What the exercise asks.
In the entries below, begin at the line with "Query: window frame" and stop after the line with "of the shrub."; output those lines exactly and omit the pictures.

Extracted material.
================

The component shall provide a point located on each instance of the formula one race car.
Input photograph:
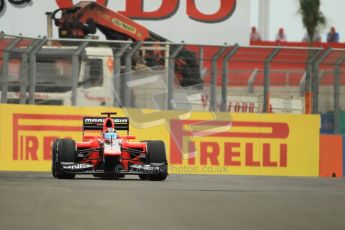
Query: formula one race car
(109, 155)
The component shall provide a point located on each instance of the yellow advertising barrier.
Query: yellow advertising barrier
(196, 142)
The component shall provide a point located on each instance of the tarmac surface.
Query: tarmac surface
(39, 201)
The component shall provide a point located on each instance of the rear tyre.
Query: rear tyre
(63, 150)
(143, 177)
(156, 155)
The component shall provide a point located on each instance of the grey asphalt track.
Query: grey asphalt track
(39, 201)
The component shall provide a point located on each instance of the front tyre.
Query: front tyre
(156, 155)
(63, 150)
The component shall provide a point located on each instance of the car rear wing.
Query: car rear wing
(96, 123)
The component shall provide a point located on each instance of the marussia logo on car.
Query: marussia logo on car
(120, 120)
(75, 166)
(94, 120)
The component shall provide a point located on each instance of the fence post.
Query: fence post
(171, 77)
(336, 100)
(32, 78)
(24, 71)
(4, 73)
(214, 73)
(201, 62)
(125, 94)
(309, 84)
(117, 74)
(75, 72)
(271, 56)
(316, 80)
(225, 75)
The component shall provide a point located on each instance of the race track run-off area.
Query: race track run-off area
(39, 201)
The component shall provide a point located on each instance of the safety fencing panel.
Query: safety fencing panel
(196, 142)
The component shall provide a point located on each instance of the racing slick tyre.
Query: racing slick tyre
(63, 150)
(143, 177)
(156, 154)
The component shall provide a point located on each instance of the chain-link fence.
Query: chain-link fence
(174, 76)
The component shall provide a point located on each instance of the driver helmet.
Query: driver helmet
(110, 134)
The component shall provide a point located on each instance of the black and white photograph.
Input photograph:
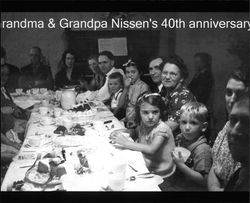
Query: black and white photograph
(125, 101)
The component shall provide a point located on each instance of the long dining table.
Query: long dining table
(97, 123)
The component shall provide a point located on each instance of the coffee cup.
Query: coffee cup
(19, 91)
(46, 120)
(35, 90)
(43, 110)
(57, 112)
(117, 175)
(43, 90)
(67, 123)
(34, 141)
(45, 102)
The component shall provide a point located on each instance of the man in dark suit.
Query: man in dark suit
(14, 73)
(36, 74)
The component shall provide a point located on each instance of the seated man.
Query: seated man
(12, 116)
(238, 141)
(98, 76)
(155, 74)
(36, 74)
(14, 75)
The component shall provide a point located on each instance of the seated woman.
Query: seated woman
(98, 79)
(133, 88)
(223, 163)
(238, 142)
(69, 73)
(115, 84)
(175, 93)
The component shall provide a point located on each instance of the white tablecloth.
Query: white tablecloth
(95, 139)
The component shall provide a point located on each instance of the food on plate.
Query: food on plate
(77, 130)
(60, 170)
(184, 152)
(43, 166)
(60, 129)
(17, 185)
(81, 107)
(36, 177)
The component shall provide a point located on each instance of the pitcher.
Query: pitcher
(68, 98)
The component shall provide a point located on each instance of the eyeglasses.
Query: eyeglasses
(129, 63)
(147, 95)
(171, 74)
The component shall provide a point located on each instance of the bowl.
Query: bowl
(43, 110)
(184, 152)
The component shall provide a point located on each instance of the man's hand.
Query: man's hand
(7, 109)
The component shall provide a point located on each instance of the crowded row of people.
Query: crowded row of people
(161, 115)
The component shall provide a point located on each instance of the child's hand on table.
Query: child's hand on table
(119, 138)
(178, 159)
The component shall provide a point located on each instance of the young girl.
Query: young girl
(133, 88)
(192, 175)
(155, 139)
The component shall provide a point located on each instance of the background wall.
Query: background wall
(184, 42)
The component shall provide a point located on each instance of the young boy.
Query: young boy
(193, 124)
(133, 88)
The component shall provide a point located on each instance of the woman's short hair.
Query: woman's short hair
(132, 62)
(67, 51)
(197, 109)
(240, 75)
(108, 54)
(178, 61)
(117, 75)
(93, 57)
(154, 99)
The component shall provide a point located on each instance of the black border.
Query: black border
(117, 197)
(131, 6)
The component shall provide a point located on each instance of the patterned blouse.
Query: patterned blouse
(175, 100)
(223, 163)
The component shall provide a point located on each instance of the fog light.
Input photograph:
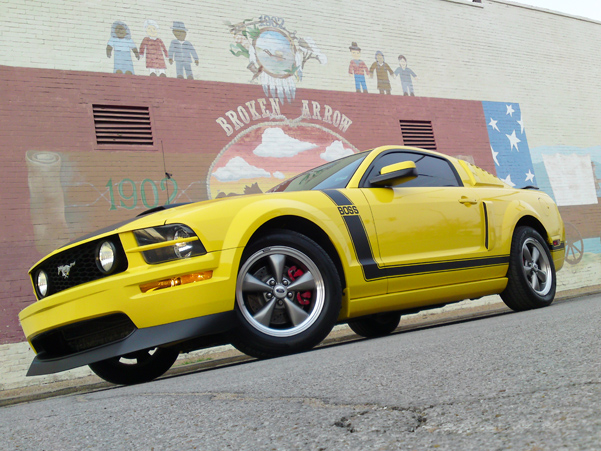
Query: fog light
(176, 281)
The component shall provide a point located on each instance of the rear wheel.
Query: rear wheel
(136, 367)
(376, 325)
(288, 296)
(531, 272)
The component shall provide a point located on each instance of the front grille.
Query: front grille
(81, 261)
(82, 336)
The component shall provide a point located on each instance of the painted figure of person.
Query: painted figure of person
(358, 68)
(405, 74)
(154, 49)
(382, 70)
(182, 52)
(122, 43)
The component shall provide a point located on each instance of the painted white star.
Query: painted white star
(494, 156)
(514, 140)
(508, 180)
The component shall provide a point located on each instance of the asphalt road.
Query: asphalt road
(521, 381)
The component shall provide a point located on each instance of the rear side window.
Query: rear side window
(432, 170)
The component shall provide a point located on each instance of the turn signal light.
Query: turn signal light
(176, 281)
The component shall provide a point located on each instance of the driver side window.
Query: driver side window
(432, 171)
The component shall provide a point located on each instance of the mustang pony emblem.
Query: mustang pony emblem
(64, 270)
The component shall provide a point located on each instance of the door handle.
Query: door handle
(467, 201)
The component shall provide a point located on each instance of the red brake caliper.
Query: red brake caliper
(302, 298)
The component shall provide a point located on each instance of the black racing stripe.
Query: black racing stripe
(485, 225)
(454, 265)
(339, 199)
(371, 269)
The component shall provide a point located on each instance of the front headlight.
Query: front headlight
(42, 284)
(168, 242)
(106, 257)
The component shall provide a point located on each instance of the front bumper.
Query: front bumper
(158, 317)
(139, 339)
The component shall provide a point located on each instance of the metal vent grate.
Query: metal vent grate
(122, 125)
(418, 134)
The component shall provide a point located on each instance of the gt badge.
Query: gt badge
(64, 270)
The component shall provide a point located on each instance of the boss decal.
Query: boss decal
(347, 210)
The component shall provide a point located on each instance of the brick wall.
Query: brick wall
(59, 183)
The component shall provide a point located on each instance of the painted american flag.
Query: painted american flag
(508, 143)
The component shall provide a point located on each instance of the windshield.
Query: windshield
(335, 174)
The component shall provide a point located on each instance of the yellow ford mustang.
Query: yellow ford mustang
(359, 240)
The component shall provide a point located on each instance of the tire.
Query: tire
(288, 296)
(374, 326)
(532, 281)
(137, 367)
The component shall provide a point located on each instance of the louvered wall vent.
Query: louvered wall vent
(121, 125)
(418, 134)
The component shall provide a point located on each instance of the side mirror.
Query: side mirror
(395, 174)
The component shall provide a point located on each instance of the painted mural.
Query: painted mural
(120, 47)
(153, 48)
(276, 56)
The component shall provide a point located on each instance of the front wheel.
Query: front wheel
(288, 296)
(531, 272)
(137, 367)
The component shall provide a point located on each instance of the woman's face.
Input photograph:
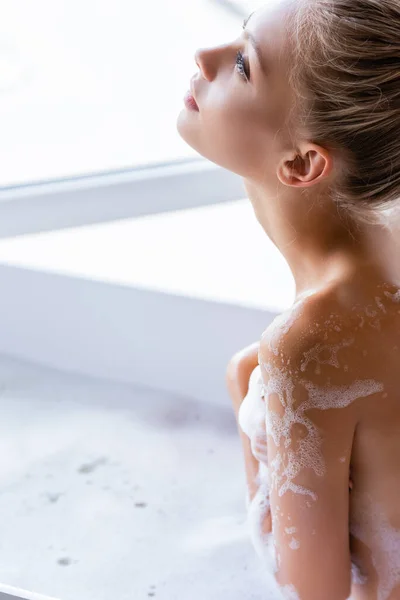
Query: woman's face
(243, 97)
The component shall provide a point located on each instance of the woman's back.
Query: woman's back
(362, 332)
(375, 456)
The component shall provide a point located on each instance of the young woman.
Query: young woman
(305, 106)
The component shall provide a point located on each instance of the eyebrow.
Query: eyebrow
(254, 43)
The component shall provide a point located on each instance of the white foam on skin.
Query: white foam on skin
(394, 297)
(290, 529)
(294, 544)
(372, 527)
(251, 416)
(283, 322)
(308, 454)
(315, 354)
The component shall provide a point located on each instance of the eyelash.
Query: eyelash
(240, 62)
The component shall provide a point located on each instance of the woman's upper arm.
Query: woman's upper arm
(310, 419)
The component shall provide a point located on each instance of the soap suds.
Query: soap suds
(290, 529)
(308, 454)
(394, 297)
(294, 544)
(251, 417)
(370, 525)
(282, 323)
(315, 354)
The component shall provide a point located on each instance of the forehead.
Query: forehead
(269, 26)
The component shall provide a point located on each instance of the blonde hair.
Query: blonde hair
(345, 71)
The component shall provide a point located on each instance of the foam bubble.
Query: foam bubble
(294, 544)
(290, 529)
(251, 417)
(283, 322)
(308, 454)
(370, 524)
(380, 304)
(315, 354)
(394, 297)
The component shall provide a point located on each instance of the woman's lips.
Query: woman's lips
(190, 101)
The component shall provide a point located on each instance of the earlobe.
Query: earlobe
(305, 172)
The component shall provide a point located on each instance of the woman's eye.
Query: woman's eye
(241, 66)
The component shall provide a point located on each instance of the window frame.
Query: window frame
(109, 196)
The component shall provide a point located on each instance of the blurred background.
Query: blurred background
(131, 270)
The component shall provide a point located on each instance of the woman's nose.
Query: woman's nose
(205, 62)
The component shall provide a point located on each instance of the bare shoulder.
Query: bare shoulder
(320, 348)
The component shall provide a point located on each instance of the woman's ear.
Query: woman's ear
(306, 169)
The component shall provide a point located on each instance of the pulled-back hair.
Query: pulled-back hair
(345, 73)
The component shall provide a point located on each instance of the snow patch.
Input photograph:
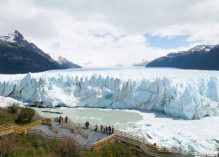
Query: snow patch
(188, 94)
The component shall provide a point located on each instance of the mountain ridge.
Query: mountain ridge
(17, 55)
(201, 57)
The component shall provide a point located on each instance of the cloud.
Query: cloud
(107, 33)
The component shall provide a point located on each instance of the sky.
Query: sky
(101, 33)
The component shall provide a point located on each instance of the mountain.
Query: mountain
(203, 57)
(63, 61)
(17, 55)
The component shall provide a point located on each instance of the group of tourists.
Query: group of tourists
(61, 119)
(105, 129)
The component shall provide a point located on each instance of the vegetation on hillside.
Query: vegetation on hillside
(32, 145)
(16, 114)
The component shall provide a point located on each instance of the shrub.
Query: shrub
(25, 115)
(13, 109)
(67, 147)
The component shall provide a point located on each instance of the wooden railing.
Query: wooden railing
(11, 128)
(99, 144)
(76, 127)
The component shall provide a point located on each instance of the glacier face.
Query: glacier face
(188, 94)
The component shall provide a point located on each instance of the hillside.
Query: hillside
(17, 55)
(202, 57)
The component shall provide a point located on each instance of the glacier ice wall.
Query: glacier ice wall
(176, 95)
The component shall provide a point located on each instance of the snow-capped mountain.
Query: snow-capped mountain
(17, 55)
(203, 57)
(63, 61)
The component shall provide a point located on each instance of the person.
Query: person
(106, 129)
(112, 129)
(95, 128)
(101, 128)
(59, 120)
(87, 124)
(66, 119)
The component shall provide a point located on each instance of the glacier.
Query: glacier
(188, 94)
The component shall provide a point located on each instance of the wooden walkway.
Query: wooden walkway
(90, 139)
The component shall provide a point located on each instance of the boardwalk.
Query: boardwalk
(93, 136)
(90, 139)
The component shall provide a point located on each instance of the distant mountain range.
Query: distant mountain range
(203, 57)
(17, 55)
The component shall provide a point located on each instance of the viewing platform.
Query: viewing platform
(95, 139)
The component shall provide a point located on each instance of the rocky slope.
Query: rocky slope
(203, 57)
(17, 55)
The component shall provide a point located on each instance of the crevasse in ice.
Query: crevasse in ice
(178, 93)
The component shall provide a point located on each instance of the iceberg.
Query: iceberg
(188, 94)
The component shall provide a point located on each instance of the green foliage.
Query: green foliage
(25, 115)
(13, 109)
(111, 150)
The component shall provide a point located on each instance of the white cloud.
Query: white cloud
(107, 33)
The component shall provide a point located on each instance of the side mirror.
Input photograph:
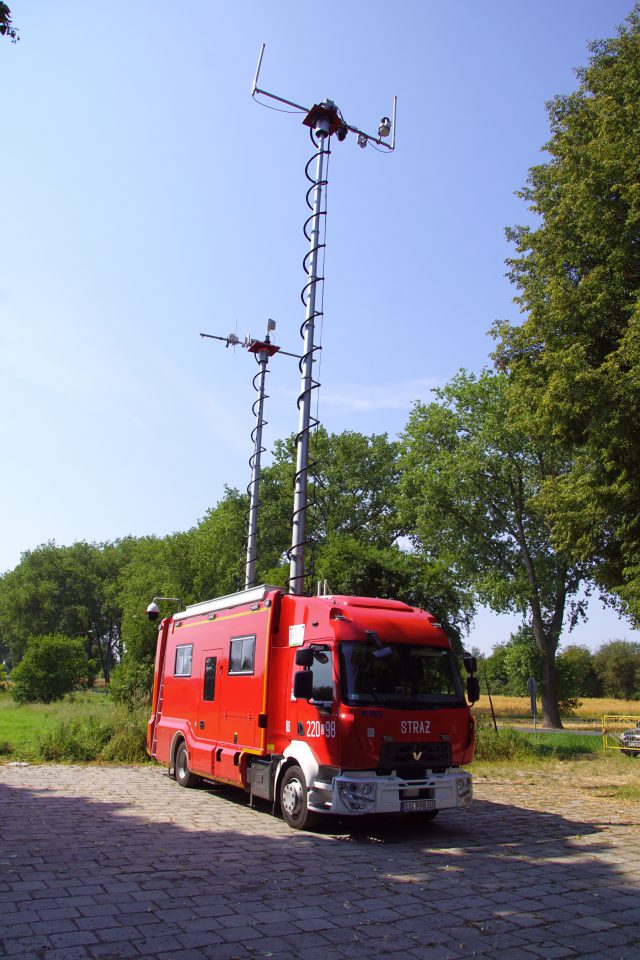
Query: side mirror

================

Exercise answer.
Query: window frame
(109, 196)
The component shall provide a point located on each instance of the blurred background.
Query: blurred background
(131, 270)
The component shall provide a point located on each instance of the woman's nose.
Query: woman's nose
(205, 62)
The component shall provide a point located on each instance of the bare shoulder.
Query: bare shoulder
(320, 348)
The component shall provide a point located on each instance of the woman's ear.
Query: woman's ear
(306, 169)
The component shall provide a point located on each instance of the pulled-back hair.
Query: pulled-back hair
(345, 73)
The component shall provide a point located on each instance of the snow patch.
Input photograph:
Query: snow patch
(188, 94)
The component shall provide a point located on each instance of the mountain ridge.
Query: mountain ridge
(17, 55)
(201, 57)
The component shall provide a point located on each instance of the cloud.
Query: cloud
(107, 33)
The component shall provide a point located on each instance of the sky.
Query: sky
(101, 33)
The component shall provide a point located on each instance of the mountain.
Query: mountain
(203, 57)
(63, 61)
(17, 55)
The component shall provide a point located on each instance of the group of tourists.
Query: group of tourists
(61, 119)
(105, 129)
The component shall provide a point located on each instance of the vegetation on hillside.
Query: vegetation on hillside
(32, 145)
(16, 114)
The component shall provide a point located on each instance of the shrub.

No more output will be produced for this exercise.